== Stated task ==
Copy the records below, substituting "line segments" for every occurrence of "straight edges" and leaving everything else unchanged.

(Contour labeling items)
----

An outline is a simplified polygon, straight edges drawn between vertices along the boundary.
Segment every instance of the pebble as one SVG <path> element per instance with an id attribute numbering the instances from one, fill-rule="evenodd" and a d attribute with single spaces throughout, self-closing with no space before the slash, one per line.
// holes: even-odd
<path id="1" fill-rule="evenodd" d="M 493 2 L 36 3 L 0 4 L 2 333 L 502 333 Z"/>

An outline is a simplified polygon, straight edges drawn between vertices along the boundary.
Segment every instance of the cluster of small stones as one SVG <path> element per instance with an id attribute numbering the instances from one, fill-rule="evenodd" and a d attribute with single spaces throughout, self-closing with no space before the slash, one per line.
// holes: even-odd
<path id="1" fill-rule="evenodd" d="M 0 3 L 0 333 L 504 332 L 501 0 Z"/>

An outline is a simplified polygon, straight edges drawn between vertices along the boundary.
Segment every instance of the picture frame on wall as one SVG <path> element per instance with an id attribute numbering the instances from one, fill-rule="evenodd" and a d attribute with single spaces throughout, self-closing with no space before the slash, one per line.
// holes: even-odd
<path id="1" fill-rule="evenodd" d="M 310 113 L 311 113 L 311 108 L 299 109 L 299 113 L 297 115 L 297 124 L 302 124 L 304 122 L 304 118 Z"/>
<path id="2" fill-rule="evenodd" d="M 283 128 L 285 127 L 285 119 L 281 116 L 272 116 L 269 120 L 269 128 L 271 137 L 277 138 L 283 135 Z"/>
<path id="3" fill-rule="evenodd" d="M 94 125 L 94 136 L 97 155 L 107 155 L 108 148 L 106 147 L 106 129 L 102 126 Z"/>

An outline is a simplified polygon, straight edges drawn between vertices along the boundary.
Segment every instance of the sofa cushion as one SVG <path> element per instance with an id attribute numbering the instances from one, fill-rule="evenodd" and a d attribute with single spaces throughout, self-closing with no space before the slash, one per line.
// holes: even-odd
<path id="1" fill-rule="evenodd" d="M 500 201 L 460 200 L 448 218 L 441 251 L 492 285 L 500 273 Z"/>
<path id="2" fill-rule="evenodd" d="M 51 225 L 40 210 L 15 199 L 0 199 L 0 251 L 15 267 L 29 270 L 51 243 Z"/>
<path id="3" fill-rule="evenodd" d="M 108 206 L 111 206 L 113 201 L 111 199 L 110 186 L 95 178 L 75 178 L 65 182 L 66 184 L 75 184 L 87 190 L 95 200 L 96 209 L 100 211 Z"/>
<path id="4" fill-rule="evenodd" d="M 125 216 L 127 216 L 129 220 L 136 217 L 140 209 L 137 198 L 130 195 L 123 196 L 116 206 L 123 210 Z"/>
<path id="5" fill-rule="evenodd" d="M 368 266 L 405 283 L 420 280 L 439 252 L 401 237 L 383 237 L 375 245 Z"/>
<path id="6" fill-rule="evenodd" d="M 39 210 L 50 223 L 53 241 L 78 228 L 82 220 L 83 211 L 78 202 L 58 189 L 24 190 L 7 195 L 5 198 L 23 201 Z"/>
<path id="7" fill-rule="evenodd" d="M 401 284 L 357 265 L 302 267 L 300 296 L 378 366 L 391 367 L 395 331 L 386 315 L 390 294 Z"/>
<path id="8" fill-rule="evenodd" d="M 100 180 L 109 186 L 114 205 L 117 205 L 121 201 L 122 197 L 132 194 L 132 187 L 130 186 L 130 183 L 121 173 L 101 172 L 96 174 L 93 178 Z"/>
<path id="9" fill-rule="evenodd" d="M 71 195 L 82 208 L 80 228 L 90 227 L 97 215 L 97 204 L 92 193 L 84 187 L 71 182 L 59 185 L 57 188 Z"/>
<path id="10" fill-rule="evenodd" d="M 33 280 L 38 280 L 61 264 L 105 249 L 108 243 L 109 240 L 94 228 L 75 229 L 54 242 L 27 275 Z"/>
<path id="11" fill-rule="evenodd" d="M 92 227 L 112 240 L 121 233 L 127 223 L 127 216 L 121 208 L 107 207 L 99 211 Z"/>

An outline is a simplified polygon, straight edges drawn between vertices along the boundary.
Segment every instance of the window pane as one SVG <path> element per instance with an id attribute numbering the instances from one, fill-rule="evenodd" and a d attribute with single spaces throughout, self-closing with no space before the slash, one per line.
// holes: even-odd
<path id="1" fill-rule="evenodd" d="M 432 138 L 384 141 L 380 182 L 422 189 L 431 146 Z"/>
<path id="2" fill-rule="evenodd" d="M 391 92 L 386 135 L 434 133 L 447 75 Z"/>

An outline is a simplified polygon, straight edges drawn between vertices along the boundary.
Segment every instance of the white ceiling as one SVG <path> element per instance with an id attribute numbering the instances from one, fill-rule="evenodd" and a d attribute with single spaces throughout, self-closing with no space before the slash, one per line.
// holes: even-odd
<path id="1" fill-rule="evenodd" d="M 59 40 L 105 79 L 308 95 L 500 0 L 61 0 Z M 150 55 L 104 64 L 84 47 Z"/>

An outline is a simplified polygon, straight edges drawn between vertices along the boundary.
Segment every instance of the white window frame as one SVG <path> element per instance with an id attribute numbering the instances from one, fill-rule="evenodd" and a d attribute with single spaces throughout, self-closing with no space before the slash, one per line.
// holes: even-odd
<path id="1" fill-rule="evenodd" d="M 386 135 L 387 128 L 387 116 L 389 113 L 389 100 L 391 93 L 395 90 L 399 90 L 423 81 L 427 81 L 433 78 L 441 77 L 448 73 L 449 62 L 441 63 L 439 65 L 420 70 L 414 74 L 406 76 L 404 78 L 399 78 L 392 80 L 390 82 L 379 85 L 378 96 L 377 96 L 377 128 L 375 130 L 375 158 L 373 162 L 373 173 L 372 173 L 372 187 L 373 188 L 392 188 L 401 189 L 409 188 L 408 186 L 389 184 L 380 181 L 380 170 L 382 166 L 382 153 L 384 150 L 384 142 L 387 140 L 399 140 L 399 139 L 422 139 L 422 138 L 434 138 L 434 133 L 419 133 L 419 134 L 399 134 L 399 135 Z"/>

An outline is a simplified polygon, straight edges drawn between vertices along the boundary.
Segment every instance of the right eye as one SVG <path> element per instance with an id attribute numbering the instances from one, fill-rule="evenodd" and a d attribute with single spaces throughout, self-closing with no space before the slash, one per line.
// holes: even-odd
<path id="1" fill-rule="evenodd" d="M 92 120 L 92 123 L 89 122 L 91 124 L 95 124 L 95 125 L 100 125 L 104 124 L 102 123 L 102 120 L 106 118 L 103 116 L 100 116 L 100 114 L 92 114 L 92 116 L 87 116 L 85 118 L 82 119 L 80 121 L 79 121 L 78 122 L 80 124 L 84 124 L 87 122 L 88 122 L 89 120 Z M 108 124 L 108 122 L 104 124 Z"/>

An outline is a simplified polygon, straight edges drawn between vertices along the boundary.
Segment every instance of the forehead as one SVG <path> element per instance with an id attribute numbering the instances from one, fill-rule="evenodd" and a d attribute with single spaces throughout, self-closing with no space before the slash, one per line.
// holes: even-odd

----

== Task result ==
An outline is a simplified polygon, line segments drawn between vertices along the boundary.
Segment every instance of the pebble as one SVG <path> element per instance with an id attribute numbering the instances from one, fill-rule="evenodd" and a d attribute with single spaces throughout, self-closing with no space before the slash, one per line.
// holes: even-odd
<path id="1" fill-rule="evenodd" d="M 493 2 L 36 3 L 0 4 L 2 333 L 502 333 Z"/>

An outline is a simplified polygon, line segments drawn between vertices along the boundary.
Segment every instance of the cluster of small stones as one SVG <path> element per instance with an id attribute numbering the instances from one, fill-rule="evenodd" and a d attribute with single spaces throughout, self-closing with no space before the slash, one per line.
// holes: even-odd
<path id="1" fill-rule="evenodd" d="M 0 3 L 0 333 L 504 332 L 501 0 Z"/>

An outline is a simplified polygon, line segments drawn between vertices along the boundary.
Segment every instance of the picture frame on wall as one SVG <path> element per instance with an id attribute numbering the instances from one, fill-rule="evenodd" and a d attribute with single spaces throughout, self-closing with no space before the slash, one per line.
// holes: even-odd
<path id="1" fill-rule="evenodd" d="M 310 113 L 311 113 L 311 108 L 299 109 L 299 113 L 297 115 L 297 124 L 302 124 L 304 122 L 304 118 Z"/>
<path id="2" fill-rule="evenodd" d="M 283 128 L 285 127 L 285 119 L 281 116 L 272 116 L 269 120 L 269 128 L 271 137 L 277 138 L 283 135 Z"/>
<path id="3" fill-rule="evenodd" d="M 94 125 L 94 136 L 97 155 L 107 155 L 108 148 L 106 147 L 106 129 L 102 126 Z"/>

An outline is a simplified polygon, line segments drawn between vertices along the boundary.
Segment every instance of the sofa cushion as one SVG <path> element per instance with an id attribute numbering the instances from one, fill-rule="evenodd" and a d attribute with single spaces throughout, self-closing with no space before the slash, one per line.
// holes: even-odd
<path id="1" fill-rule="evenodd" d="M 500 201 L 460 200 L 448 218 L 441 251 L 492 285 L 500 273 Z"/>
<path id="2" fill-rule="evenodd" d="M 51 225 L 40 210 L 15 199 L 0 199 L 0 251 L 15 267 L 29 270 L 51 243 Z"/>
<path id="3" fill-rule="evenodd" d="M 108 206 L 111 206 L 113 201 L 111 199 L 110 186 L 95 178 L 75 178 L 65 182 L 66 184 L 75 184 L 87 190 L 95 200 L 96 209 L 100 211 Z"/>
<path id="4" fill-rule="evenodd" d="M 125 216 L 127 216 L 129 220 L 136 217 L 140 209 L 137 198 L 130 195 L 123 196 L 116 206 L 123 210 Z"/>
<path id="5" fill-rule="evenodd" d="M 368 266 L 405 283 L 420 280 L 439 252 L 401 237 L 383 237 L 375 245 Z"/>
<path id="6" fill-rule="evenodd" d="M 39 210 L 50 223 L 53 241 L 78 228 L 82 220 L 83 211 L 78 202 L 58 189 L 24 190 L 7 195 L 5 198 L 23 201 Z"/>
<path id="7" fill-rule="evenodd" d="M 401 284 L 357 265 L 302 267 L 300 296 L 378 366 L 391 367 L 395 331 L 386 315 L 390 294 Z"/>
<path id="8" fill-rule="evenodd" d="M 100 180 L 109 186 L 114 205 L 117 205 L 121 201 L 122 197 L 132 194 L 132 187 L 130 186 L 130 183 L 121 173 L 101 172 L 96 174 L 93 178 Z"/>
<path id="9" fill-rule="evenodd" d="M 71 195 L 82 208 L 80 228 L 90 227 L 97 215 L 97 204 L 92 193 L 84 187 L 71 182 L 59 185 L 57 188 Z"/>
<path id="10" fill-rule="evenodd" d="M 33 280 L 38 280 L 61 264 L 105 249 L 108 243 L 109 240 L 94 228 L 75 229 L 54 242 L 27 275 Z"/>
<path id="11" fill-rule="evenodd" d="M 92 227 L 112 240 L 121 233 L 127 223 L 127 216 L 121 208 L 107 207 L 99 211 Z"/>

An outline is a simplified polygon, line segments drawn between vertices along the boundary.
Segment every instance of the window pane as one SVG <path> element per instance with an id attribute numbering the instances from one, fill-rule="evenodd" and a d attribute with single spaces throughout, self-closing with no space before the slash, one per line.
// holes: even-odd
<path id="1" fill-rule="evenodd" d="M 432 138 L 384 141 L 380 182 L 422 189 L 431 146 Z"/>
<path id="2" fill-rule="evenodd" d="M 391 92 L 386 135 L 434 133 L 447 75 Z"/>

An outline is a simplified polygon, line segments drawn between vertices along the boundary.
Segment every instance of the white ceiling as one SVG <path> element per instance with an id attribute numbering the instances from one, fill-rule="evenodd" and a d attribute with single spaces throughout, self-closing with no space before the slash, one per line.
// holes: even-odd
<path id="1" fill-rule="evenodd" d="M 59 40 L 105 79 L 308 95 L 500 0 L 61 0 Z M 150 55 L 104 64 L 84 47 Z"/>

An outline is a simplified polygon, line segments drawn between vertices along the boundary.
Segment every instance of the white window frame as one SVG <path> element per instance with an id attribute numbering the instances from one, fill-rule="evenodd" and a d attribute with single spaces throughout, self-closing with no space before the slash, one per line.
// holes: even-odd
<path id="1" fill-rule="evenodd" d="M 386 135 L 387 128 L 387 116 L 389 113 L 389 100 L 391 93 L 395 90 L 399 90 L 423 81 L 427 81 L 433 78 L 441 77 L 448 73 L 449 62 L 441 63 L 439 65 L 420 70 L 414 74 L 406 76 L 404 78 L 399 78 L 392 80 L 390 82 L 379 85 L 378 96 L 377 96 L 377 128 L 375 130 L 375 158 L 373 162 L 373 173 L 372 173 L 372 187 L 373 188 L 392 188 L 401 189 L 409 188 L 408 186 L 389 184 L 380 181 L 380 170 L 382 166 L 382 153 L 384 150 L 384 142 L 387 140 L 399 140 L 399 139 L 422 139 L 422 138 L 434 138 L 434 133 L 419 133 L 419 134 L 399 134 L 399 135 Z"/>

An outline is a simplified polygon, line segments drawn between vertices along the boundary.
Segment every instance of the right eye as one SVG <path> element per instance with an id attribute numbering the instances from one, fill-rule="evenodd" and a d attribute with single spaces throughout, self-closing with no space before the slash, one per line.
// holes: even-odd
<path id="1" fill-rule="evenodd" d="M 92 120 L 92 123 L 89 122 L 91 124 L 95 124 L 95 125 L 100 125 L 104 124 L 102 123 L 102 120 L 106 118 L 103 116 L 100 116 L 100 114 L 92 114 L 92 116 L 87 116 L 85 118 L 82 119 L 80 121 L 79 121 L 78 122 L 80 124 L 84 124 L 87 122 L 88 122 L 89 120 Z M 108 124 L 108 122 L 104 124 Z"/>

An outline is a simplified polygon, line segments drawn between vertices along the boundary.
Segment every instance of the forehead as one SVG <path> element per instance with an id attribute numbering the instances from one, fill-rule="evenodd" and a d attribute with single spaces throughout, self-closing with no space before the slash, one per line.
// holes: even-odd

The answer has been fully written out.